# SOURCE TEXT:
————
How Will We Power the Smart Cities of the Future? A Look at Smart Grids.

The future lies in smart cities, where people can thrive in an environment that reduces the local carbon footprint. Smart grid infrastructure provides many benefits for residents as well as some drawbacks.

Let’s look at smart grids, how they integrate with renewable energy, and how to solve the challenges presented by this technology.

Smart Grids: The Key to Reducing Carbon Emissions

What exactly is a smart grid? And how can it potentially reduce carbon emissions for an entire city? Like traditional power grids, smart grid technologies deliver power to a particular area. However, these systems are much more intelligent and efficient.

Smart grids utilize two-way communication, allowing for better automation and integration for energy providers with devices such as smart power meters. Power companies can provide faster and more complete service, such as detecting outages faster and maintaining repairs. Operations such as power performance and battery status are also more reliable when tracked via automation.

This two-way communication also benefits customers. Energy-efficient appliances and smart thermostat systems allow the user to set preferences, which helps consumers lower their utility costs and carbon footprint. It also allows renewable energy access to those who do not own homes.

Together these efficiencies can reduce carbon emissions on a larger scale, making them an indispensable infrastructure choice for smart cities. It paves the way for integration with renewable energy programs, making them more accessible and affordable.

Renewable Energy Sources: Pros and Cons

While more countries incentivize renewable energy, it is still far from where it could be. Today’s consumers still lack trust in renewable energy. As recently as 2018, solar and wind power comprised less than 4% of energy use in the U.S.

While education and marketing can help overcome this, consumer preference is not the only challenge. Here are some other pros and cons of renewable energy.


  • Renewable energy is better for the environment and is limitless. However, unlike fossil fuels, renewables protect natural resources rather than deplete them.
  • Renewable energy systems are often easier to maintain than fossil fuel systems.
  • Power can be sent to remote locations more simply with renewable sources, avoiding costly fossil fuel transportation.
  • The renewable energy industry is growing, providing job opportunities and boosting local and national economies. Governments are moving towards supporting this booming industry with both incentives and hiring or educational initiatives.


  • Unfortunately, the rollout of renewable energy is still in its early stages. Installation and deployment can be expensive, whether it be new infrastructure for a city or individuals seeking to install solar panels in their homes.
  • Many of the more popular renewable energy sources suffer from intermittent access to the energy source. For example, the wind must blow for wind turbines to collect energy.
  • Implementing efficient energy storage solves this issue, but the technology is still developing.
  • Renewable power plants, such as wind or solar farms, often require extensive fields. Some of those facilities can also take their toll on the environment.
————
# COMPLETE THE FOLLOWING:
[1] From the smart grid article, list every drawback of renewable energy that its bullet points give.
[2] Pick up the smart grid article after its last bullet point and continue it.

# GIVEN INFORMATION:
————
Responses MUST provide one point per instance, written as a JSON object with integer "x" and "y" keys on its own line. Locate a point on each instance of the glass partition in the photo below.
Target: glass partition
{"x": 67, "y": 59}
————
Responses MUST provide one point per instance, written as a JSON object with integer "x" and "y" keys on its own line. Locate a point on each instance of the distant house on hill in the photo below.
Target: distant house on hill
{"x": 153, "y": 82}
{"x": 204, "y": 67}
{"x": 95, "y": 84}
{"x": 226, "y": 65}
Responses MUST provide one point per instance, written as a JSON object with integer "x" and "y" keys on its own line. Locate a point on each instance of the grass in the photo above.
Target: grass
————
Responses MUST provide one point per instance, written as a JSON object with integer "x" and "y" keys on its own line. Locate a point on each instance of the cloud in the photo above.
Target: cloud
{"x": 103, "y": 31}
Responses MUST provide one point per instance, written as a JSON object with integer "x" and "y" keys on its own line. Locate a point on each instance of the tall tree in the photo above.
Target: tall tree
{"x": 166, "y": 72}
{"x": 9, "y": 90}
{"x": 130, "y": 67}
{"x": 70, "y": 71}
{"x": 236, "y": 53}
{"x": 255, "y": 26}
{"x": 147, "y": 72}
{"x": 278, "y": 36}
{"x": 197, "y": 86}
————
# OUTPUTS FOR THE TASKS:
[1]
- Installation and deployment can be expensive, both for new city infrastructure and for individuals putting solar panels on their homes.
- Many popular renewable sources have intermittent access to their energy source. For example, wind turbines collect energy only when the wind blows.
- Efficient energy storage would solve the intermittency problem, but the technology is still developing.
- Renewable power plants such as wind or solar farms often need extensive fields, and some of these facilities can take a toll on the environment.

[2]
Renewable Energy Innovations

Those challenges, however, can be overcome by the next generation of consumers who are hungry for solutions to climate change. Innovation in smaller energy initiatives for cities can inspire the future.

One example is Yabu City, Japan, where developers have turned organic waste into renewable energy. Once a year, the organic feedstock is converted into biogas that provides electricity. Additionally, heat and wastewater generated by this process is also recycled. It is an excellent example of how technology can recycle waste to form an energy-efficient power loop.

Another problem solved by renewable energy innovation is water scarcity, which will impact up to 14% of the global population in the next decade. Clean energy can provide clean water through desalination, or removing salt from seawater using solar power. This process of solar distillation is less toxic and dangerous than making water through chemistry, demonstrating that solar can solve more than one environmental problem.

In an ideal future, innovation will solve the challenge of smart cities with smart grids that enable carbon-friendly power distribution. However, smart grids also have their drawbacks.

Smart Grid Security Concerns

As a solution, smart grids present a security risk from botnet attacks, which is when a group of devices takes over accounts and systems using malware. It can impede speed and performance, block websites, install spam, and lead to other cybersecurity risks.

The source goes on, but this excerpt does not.